## Work to do
Can you pull every line from the start of the material through the line containing "[82,188,142,253]", both ends included, and reproduce each one unchanged, leaving the pictures out of your answer?

[Excerpts from bounding box data]
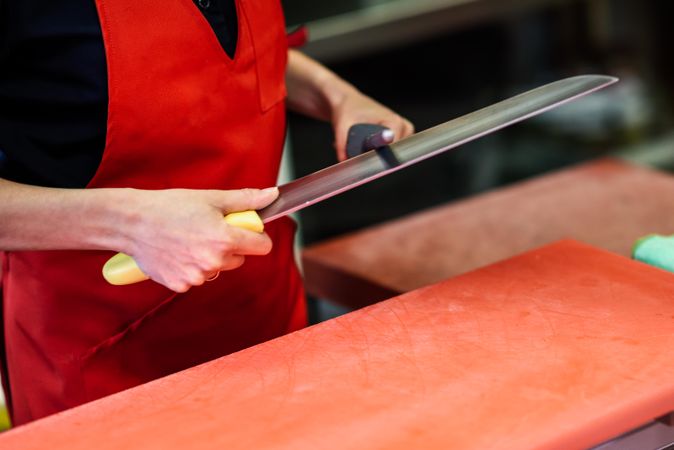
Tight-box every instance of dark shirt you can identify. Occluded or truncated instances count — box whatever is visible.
[0,0,238,188]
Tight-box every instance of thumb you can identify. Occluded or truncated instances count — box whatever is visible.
[210,187,279,214]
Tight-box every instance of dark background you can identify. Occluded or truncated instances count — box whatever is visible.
[283,0,674,244]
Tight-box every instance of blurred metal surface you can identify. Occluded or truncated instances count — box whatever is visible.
[303,0,568,63]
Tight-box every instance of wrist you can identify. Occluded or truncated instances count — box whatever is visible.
[82,188,142,253]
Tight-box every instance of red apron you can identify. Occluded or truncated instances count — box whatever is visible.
[4,0,306,424]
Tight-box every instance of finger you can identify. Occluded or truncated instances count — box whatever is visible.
[208,187,279,214]
[335,125,348,161]
[223,226,272,256]
[220,255,246,270]
[400,119,414,139]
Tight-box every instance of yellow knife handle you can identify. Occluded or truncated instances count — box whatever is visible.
[103,211,264,286]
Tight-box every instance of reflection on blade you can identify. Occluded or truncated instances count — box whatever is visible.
[259,75,618,222]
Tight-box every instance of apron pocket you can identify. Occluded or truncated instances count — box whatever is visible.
[80,293,179,401]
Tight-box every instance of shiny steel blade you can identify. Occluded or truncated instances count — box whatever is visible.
[259,75,618,222]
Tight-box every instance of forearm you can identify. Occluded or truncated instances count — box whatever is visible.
[286,50,357,121]
[0,179,133,250]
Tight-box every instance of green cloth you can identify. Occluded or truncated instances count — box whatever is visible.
[632,235,674,272]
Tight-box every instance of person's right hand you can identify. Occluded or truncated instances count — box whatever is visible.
[122,188,278,292]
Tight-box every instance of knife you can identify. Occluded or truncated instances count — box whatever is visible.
[103,75,618,285]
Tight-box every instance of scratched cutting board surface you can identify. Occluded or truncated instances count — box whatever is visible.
[303,159,674,308]
[0,241,674,450]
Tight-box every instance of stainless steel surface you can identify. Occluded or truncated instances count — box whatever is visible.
[259,75,618,222]
[591,421,674,450]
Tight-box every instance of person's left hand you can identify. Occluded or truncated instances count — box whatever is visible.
[331,89,414,161]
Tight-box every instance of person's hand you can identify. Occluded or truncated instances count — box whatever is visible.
[286,50,414,161]
[125,188,278,292]
[331,89,414,161]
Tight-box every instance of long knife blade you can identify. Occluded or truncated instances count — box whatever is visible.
[258,75,618,223]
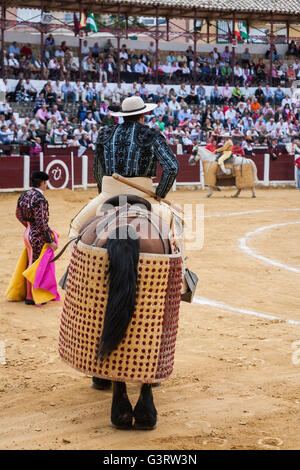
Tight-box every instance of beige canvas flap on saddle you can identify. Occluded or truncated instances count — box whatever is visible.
[235,163,254,189]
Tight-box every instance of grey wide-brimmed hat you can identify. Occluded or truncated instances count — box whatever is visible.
[110,96,157,117]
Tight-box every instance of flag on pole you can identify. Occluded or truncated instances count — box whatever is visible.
[79,10,86,29]
[234,21,241,41]
[86,13,98,33]
[228,23,232,42]
[73,13,80,36]
[240,21,249,41]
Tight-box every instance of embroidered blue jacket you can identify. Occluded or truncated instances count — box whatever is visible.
[94,122,179,197]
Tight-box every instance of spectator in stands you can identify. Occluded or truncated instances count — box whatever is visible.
[81,39,91,55]
[47,57,60,80]
[36,104,51,124]
[201,61,211,83]
[197,83,206,106]
[23,78,37,101]
[92,42,101,59]
[8,52,20,77]
[211,62,223,85]
[8,41,20,58]
[286,65,296,85]
[221,62,232,81]
[233,63,246,86]
[221,46,232,65]
[254,85,265,105]
[210,85,222,105]
[221,82,231,102]
[61,80,76,103]
[286,40,297,56]
[231,84,243,106]
[54,46,65,57]
[241,47,251,67]
[104,56,116,82]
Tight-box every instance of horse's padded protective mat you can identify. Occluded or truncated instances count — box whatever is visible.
[202,162,218,186]
[59,242,182,383]
[235,163,254,189]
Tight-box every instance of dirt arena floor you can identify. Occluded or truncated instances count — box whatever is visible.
[0,185,300,450]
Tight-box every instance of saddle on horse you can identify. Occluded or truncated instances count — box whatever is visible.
[59,195,182,383]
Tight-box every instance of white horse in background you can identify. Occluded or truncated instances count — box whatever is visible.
[189,144,258,197]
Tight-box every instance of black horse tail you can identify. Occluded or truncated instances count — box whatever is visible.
[96,225,140,358]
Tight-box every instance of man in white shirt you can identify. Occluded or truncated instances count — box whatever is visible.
[225,104,236,121]
[266,118,276,134]
[148,41,156,55]
[134,59,148,75]
[8,54,20,76]
[100,81,112,101]
[82,113,96,132]
[168,96,181,119]
[54,46,65,57]
[128,82,139,96]
[81,39,90,55]
[213,106,224,122]
[51,104,62,122]
[155,83,169,103]
[52,80,62,98]
[281,94,292,109]
[113,83,128,101]
[30,115,42,129]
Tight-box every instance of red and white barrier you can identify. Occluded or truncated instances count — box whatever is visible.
[0,145,296,192]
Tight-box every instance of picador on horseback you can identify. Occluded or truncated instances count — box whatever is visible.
[59,97,195,429]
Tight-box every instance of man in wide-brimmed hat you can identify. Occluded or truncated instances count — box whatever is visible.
[69,96,178,389]
[69,96,178,241]
[215,133,233,174]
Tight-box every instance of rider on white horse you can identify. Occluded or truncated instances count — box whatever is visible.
[215,133,233,174]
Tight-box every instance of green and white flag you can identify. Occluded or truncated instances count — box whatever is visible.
[86,13,98,33]
[239,21,249,40]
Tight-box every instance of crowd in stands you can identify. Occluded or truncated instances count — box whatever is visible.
[0,35,300,158]
[4,34,300,86]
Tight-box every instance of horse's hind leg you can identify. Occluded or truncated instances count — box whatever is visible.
[206,187,214,197]
[92,377,111,390]
[133,384,157,429]
[111,382,132,429]
[231,189,242,197]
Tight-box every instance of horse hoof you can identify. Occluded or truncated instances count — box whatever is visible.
[133,400,157,431]
[110,395,133,429]
[92,377,111,390]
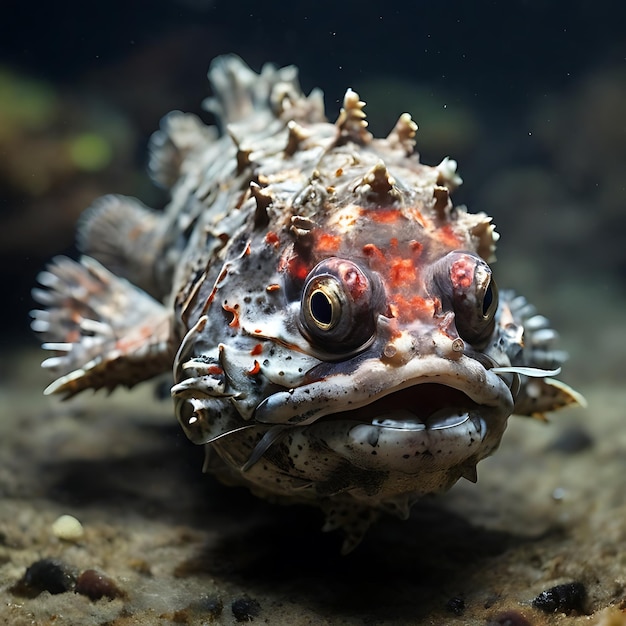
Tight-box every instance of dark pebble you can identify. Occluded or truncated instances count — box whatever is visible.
[548,426,594,454]
[21,559,76,594]
[75,569,126,600]
[230,596,261,622]
[533,582,586,614]
[446,597,465,615]
[487,611,532,626]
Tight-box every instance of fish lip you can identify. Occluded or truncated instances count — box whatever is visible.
[254,355,514,428]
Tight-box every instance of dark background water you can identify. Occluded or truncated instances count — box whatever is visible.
[0,0,626,339]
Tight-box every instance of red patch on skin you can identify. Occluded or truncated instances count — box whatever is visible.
[363,243,385,264]
[265,230,280,246]
[278,250,309,280]
[437,224,463,249]
[222,303,239,328]
[315,233,341,252]
[450,256,476,290]
[389,258,417,288]
[409,239,424,256]
[389,293,436,321]
[361,209,402,224]
[248,361,261,376]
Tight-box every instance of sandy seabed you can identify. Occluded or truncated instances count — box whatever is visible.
[0,348,626,626]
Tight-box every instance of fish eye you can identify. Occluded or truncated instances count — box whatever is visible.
[300,257,378,352]
[306,283,341,330]
[433,251,498,347]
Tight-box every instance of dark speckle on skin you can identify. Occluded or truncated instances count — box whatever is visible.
[446,596,465,615]
[533,582,586,615]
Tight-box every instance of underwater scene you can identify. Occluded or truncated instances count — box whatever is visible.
[0,0,626,626]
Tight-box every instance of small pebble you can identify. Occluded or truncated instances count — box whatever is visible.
[20,559,76,594]
[75,569,126,600]
[52,515,85,541]
[230,596,261,622]
[446,597,465,615]
[533,582,585,614]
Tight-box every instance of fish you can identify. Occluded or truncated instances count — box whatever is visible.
[32,55,585,553]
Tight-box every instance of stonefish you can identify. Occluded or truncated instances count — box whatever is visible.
[32,56,582,552]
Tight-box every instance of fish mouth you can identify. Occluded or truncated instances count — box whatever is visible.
[323,383,482,431]
[246,357,513,475]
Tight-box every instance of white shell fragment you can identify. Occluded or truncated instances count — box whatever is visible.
[52,515,85,541]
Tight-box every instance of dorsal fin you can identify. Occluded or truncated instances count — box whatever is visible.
[148,111,218,188]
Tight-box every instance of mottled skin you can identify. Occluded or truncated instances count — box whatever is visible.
[33,57,582,551]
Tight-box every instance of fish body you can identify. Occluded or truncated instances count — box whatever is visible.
[33,56,583,551]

## Solution
Tight-box every instance of dark shirt you can identify. Occluded or truncated instances count — box whatever is visible.
[0,0,238,188]
Tight-box every instance of thumb you can identify. Occluded or truncated instances count — box whatever is visible.
[210,187,279,214]
Tight-box every instance of dark background you can identify. Occluded or truncated instances count — box whatever is visible.
[283,0,674,244]
Tight-box every instance of blurred metal surface you can identify. Occluded or truncated instances count — box whatever is visible.
[303,0,568,63]
Tight-box every instance of wrist you can identify. Occluded or truncated instances count — box whatever is visible.
[82,188,142,253]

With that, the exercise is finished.